Citeren meekerdb <meeke...@verizon.net>:

On 5/23/2013 4:31 PM, smi...@zonnet.nl wrote:
Citeren meekerdb <meeke...@verizon.net>:

On 5/23/2013 7:07 AM, smi...@zonnet.nl wrote:
Citeren Bruno Marchal <marc...@ulb.ac.be>:


On 23 May 2013, at 00:05, meekerdb wrote:

On 5/22/2013 2:49 PM, smi...@zonnet.nl wrote:
Thought experiment: Suppose that someone has never experienced touching hot objects before. As long as this person does not find out that touching hot objects is painful, either by touching hot objects himself or by being told that it is painful, he will be in a superposition of two sectors of the multiverse where he has and has not the ability to feel extreme pain when touching very hot objects.

The sector where he does not have the ability to feel pain has a very small amplitude, there evolution has run a different course. In the other sector evoluton has run the course where the ancestors in the first sector ddidn't survive, it where the creatures with some mutation that lead to them feeling pain when touching hot objects that survived here.

__Activities__.
1. Copy the passage of the email thread between "The sector where" and "that survived here.", inclusive.
2. Proceed with the email thread about feeling pain in the multiverse, writing on from its last sentence.

__Raw data__.
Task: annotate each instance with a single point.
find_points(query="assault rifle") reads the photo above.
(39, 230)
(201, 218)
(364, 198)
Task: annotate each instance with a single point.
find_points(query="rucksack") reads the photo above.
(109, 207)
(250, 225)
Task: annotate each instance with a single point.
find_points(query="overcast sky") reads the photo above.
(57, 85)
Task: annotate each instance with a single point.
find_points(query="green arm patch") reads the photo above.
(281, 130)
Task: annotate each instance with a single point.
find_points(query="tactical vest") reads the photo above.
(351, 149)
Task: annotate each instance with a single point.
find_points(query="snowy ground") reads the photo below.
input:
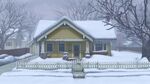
(65, 77)
(93, 76)
(123, 56)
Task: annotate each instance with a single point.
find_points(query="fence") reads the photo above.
(135, 49)
(15, 52)
(88, 65)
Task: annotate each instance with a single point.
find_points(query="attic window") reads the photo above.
(98, 46)
(61, 47)
(49, 47)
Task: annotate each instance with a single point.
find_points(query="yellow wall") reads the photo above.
(64, 32)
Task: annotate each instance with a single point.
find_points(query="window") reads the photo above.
(49, 47)
(104, 46)
(98, 46)
(8, 44)
(61, 47)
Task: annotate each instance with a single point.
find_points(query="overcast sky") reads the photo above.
(46, 9)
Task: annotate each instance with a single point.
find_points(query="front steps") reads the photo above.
(78, 70)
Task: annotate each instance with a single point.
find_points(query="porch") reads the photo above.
(56, 49)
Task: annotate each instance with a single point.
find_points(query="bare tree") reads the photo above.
(77, 10)
(12, 20)
(128, 16)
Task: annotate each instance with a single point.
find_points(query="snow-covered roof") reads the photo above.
(96, 29)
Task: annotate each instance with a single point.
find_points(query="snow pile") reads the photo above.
(48, 60)
(3, 56)
(144, 59)
(24, 56)
(7, 59)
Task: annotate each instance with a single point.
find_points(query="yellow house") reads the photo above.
(77, 38)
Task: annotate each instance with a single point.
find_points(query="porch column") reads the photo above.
(42, 47)
(87, 48)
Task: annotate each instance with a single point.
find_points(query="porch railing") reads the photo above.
(86, 65)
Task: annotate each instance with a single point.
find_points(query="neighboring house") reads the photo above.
(77, 38)
(10, 44)
(13, 44)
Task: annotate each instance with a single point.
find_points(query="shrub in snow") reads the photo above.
(87, 56)
(43, 55)
(65, 56)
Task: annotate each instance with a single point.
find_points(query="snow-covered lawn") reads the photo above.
(93, 76)
(122, 56)
(65, 77)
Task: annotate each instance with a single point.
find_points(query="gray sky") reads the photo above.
(46, 9)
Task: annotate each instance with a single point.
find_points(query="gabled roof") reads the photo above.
(92, 29)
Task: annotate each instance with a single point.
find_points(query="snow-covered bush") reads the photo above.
(65, 56)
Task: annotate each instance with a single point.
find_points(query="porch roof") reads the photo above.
(93, 29)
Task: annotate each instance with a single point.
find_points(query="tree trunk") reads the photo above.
(146, 49)
(2, 46)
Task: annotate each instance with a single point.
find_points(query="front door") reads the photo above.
(76, 50)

__Set of answers__.
1.
The sector where he does not have the ability to feel pain has a very small amplitude, there evolution has run a different course. In the other sector evoluton has run the course where the ancestors in the first sector ddidn't survive, it where the creatures with some mutation that lead to them feeling pain when touching hot objects that survived here.

2.
The mere act of touching a hot object is a measuremnt which locates the person in the latter sector, only then does the outcome of the events that happened a long time ago become determined.

That assumes that the "same person" exists up to the moment of measurement, differing, via FPI, only in the ability to feel pain. I doubt that is possible. There is a common assumption that QM makes anything possible, but it actually imposes some restrictions, although it's hard to say how they extend to the biology of macroscopic beings.

I agree. Even in comp there are "terrible" restrictions on what comp states exist and how they are first person and third person related. Indeed that's why we can extract physics (and a whole theology) from numbers and + and *.

Bruno


http://iridia.ulb.ac.be/~marchal/




It can be shown quite rigorously that everything that is not strictly forbidden by conservation laws, must happen in generic multiverse scenarios.

Do you have a citation for that? And how do you know what conservation laws there are?

See e.g. here:

http://arxiv.org/abs/gr-qc/0102010

for the proof for eternal inflation models.

That doesn't prove what you claimed. Garriga and Vilenkin argue that there are only finitely many distinct histories, say N. But in that case no possible history with probability less than 1/N can occur. Although N is very large, only very small fraction of histories permitted by conservation laws can occur.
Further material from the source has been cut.